Fragmento del documento

Gravitas y política

Pablo Errázuriz | Sección: Política

La crisis política nacional ya es lugar común en la discusión pública. Existe una sensación generalizada de que la clase política de los últimos 30 años le falló al país, que convirtieron la política en una gallina de los huevos de oro para su provecho personal y de sus familiares, pervirtiendo la tarea más noble dentro de una república. ¿Y cómo no va a generarse esta sensación luego de todos los escándalos por el financiamiento político y la falta de altura de miras con que la clase dirigente enfrentó estos, degenerando el espacio público en una lucha de trincheras entre los “buenos” y los “malos”?

Pero hay una crisis más profunda en nuestra res publica chilensis, la degradación total de la gravitas republicana. Esta consistía para los romanos en una virtud de lo público, propia de los líderes políticos, que se traducía en la gravedad —el peso— del líder. En palabras modernas, que el líder fuera respetable, no solo por ocupar una posición de poder con potestas —esto es, poder legal de mando— sino que por sus propias cualidades de liderazgo y la seriedad de su figura.

Esta virtud apunta a un elemento esencial del mando político, la respetabilidad. Para el líder político no es suficiente encontrarse en la posición de poder, sino que debe actuar acorde a la alta función que se le ha entregado, cultivando y proyectando una imagen de probidad y seriedad. Misma idea es la que presenta San Isidoro de Sevilla en su frase “rex eris si recte facies, si non facias non eris” (rey eres si actúas rectamente, si no, no lo eres), siendo esta idea una de las bases del pensamiento político cristiano. Así, la mera potestad de mando no es suficiente, sino que el liderazgo requiere un elemento espiritual. La esposa de César no solo tiene que serlo, sino que también parecerlo.

Datos mostrados
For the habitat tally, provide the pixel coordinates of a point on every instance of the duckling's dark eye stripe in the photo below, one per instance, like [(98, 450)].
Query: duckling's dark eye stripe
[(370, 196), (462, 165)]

Tarea a realizar
Transcribe íntegro, sin alterar nada, el fragmento del documento sobre la gravitas y la política.

Solución
Gravitas y política

Pablo Errázuriz | Sección: Política

La crisis política nacional ya es lugar común en la discusión pública. Existe una sensación generalizada de que la clase política de los últimos 30 años le falló al país, que convirtieron la política en una gallina de los huevos de oro para su provecho personal y de sus familiares, pervirtiendo la tarea más noble dentro de una república. ¿Y cómo no va a generarse esta sensación luego de todos los escándalos por el financiamiento político y la falta de altura de miras con que la clase dirigente enfrentó estos, degenerando el espacio público en una lucha de trincheras entre los “buenos” y los “malos”?

Pero hay una crisis más profunda en nuestra res publica chilensis, la degradación total de la gravitas republicana. Esta consistía para los romanos en una virtud de lo público, propia de los líderes políticos, que se traducía en la gravedad —el peso— del líder. En palabras modernas, que el líder fuera respetable, no solo por ocupar una posición de poder con potestas —esto es, poder legal de mando— sino que por sus propias cualidades de liderazgo y la seriedad de su figura.

Esta virtud apunta a un elemento esencial del mando político, la respetabilidad. Para el líder político no es suficiente encontrarse en la posición de poder, sino que debe actuar acorde a la alta función que se le ha entregado, cultivando y proyectando una imagen de probidad y seriedad. Misma idea es la que presenta San Isidoro de Sevilla en su frase “rex eris si recte facies, si non facias non eris” (rey eres si actúas rectamente, si no, no lo eres), siendo esta idea una de las bases del pensamiento político cristiano. Así, la mera potestad de mando no es suficiente, sino que el liderazgo requiere un elemento espiritual. La esposa de César no solo tiene que serlo, sino que también parecerlo.